The Firebird, though, was always part of her. She said, “This is a role where you get to really dance and be the music. It pushes you and fills your insides, and it makes your emotions come out.”
Both Stravinsky and Dabney were the victims of intense discrimination and prejudice. However, they were overcomers. Innovative magnificent music and superlative performances were born of bias and inequity.
John 16:33 In the world, you have tribulation, but take courage; I have overcome the world.
Children of the King are called upon to be overcomers.
REFLECT & PRAY
Belief and trust in the Father are not so much taught as it is caught.
Father life is filled with tribulation and adversity. Strengthen me to be an overcomer. Let my inner red bird sore like an eagle.
John 14:27 Peace I leave with you; My peace I give to you; not as the world gives do I give to you. Do not let your heart be troubled, nor let it be fearful.

▸ Information
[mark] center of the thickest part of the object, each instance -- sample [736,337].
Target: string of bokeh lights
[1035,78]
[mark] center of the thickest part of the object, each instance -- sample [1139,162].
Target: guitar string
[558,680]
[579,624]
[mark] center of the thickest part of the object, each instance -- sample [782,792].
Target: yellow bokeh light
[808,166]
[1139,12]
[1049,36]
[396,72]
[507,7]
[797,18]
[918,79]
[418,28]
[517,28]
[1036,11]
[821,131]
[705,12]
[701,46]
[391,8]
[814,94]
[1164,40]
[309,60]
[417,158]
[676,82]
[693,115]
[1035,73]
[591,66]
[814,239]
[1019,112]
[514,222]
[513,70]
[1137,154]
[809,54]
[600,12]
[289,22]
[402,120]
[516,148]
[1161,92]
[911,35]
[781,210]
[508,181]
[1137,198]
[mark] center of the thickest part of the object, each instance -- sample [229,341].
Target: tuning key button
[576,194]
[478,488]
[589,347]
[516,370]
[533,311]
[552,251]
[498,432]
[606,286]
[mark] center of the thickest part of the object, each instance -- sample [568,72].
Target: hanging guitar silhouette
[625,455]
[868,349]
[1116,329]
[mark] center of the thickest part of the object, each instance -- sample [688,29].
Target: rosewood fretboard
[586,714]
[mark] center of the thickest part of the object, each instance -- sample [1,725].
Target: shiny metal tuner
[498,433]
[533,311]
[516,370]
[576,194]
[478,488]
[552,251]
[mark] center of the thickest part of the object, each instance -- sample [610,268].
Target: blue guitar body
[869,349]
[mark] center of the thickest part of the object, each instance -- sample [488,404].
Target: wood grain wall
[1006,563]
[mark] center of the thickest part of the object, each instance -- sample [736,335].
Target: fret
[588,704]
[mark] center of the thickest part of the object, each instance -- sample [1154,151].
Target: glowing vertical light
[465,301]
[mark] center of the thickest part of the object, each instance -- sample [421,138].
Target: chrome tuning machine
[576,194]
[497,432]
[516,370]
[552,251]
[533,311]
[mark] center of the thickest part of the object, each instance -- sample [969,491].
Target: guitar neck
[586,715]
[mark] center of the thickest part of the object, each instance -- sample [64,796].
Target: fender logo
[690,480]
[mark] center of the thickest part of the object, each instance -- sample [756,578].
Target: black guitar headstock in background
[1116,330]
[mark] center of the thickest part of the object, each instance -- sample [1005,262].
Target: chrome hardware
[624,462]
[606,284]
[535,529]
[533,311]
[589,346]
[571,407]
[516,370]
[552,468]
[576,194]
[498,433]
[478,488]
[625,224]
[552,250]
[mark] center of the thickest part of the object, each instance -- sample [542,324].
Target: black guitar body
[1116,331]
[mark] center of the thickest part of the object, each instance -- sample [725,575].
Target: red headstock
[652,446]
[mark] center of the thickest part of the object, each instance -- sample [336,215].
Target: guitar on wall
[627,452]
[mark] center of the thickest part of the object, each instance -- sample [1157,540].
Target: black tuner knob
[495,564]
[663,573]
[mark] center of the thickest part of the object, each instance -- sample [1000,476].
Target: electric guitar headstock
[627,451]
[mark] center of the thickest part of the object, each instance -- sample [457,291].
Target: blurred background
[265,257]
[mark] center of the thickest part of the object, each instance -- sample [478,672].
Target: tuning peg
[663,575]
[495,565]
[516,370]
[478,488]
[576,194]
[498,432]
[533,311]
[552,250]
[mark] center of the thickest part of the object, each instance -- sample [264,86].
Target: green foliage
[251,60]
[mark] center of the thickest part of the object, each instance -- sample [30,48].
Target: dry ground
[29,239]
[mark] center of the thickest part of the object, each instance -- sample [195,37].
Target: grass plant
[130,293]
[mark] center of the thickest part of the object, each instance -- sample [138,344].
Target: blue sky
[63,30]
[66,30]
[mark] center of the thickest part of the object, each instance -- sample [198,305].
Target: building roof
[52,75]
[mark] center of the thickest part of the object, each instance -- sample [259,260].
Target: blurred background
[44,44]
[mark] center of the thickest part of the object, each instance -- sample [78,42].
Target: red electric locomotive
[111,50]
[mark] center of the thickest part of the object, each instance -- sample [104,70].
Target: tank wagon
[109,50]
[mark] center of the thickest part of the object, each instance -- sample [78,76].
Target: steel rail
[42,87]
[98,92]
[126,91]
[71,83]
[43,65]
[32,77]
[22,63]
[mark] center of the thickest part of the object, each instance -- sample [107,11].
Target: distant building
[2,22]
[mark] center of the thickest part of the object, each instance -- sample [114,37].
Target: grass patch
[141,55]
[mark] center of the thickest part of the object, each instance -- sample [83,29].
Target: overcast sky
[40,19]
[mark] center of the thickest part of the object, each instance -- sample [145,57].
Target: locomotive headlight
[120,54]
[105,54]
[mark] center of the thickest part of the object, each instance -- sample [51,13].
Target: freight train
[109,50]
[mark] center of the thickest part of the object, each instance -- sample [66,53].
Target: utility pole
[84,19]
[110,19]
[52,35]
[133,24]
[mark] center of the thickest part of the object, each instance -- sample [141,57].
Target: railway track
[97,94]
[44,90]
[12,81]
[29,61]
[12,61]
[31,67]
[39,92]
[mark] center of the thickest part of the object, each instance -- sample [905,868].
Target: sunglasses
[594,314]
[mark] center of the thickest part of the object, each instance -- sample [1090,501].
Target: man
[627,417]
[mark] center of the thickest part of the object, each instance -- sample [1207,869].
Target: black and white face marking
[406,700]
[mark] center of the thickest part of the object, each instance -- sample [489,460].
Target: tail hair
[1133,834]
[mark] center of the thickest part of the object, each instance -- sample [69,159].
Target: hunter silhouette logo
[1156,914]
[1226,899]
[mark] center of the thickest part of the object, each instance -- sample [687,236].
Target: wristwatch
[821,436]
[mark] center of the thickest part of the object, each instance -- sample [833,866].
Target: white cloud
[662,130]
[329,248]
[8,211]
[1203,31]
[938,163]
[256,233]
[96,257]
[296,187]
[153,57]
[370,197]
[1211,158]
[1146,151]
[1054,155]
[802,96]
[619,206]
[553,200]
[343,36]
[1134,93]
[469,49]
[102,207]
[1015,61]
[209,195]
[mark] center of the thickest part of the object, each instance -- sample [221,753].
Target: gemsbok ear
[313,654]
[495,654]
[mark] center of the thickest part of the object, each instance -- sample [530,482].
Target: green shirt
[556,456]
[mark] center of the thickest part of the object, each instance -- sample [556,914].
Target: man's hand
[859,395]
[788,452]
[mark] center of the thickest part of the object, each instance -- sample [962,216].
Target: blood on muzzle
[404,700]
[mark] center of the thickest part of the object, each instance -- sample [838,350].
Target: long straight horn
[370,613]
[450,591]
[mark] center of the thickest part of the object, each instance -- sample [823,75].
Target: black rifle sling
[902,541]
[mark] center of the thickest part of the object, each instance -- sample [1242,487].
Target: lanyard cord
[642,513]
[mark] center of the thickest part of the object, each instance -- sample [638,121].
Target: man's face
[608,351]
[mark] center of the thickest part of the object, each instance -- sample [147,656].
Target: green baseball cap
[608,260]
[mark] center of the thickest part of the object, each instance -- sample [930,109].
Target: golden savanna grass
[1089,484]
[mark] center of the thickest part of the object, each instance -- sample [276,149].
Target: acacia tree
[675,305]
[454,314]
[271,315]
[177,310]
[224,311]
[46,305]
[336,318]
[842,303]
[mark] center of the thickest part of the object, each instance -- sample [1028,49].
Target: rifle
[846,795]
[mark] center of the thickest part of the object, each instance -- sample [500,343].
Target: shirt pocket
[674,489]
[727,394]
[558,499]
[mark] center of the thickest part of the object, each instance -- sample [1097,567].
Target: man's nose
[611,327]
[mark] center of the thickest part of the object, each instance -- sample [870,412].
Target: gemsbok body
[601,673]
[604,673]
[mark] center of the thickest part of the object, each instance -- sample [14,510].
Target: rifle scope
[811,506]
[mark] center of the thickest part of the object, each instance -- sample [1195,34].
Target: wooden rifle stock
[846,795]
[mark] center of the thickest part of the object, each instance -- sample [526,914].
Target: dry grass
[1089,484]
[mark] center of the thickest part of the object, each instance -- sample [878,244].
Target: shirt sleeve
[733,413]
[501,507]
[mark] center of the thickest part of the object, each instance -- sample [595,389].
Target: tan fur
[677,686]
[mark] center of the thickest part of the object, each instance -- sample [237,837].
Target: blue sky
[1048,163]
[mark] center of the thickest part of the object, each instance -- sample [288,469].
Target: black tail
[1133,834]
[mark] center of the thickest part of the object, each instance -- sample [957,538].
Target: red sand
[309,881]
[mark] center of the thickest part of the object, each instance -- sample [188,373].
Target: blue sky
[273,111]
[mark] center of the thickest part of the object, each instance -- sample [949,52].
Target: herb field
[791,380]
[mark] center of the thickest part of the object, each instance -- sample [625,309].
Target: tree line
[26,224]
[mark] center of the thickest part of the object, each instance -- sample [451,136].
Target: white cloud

▸ Task goal
According to the devotional excerpt, what were Stravinsky and Dabney both victims of?

▸ Answer to the exercise
Intense discrimination and prejudice.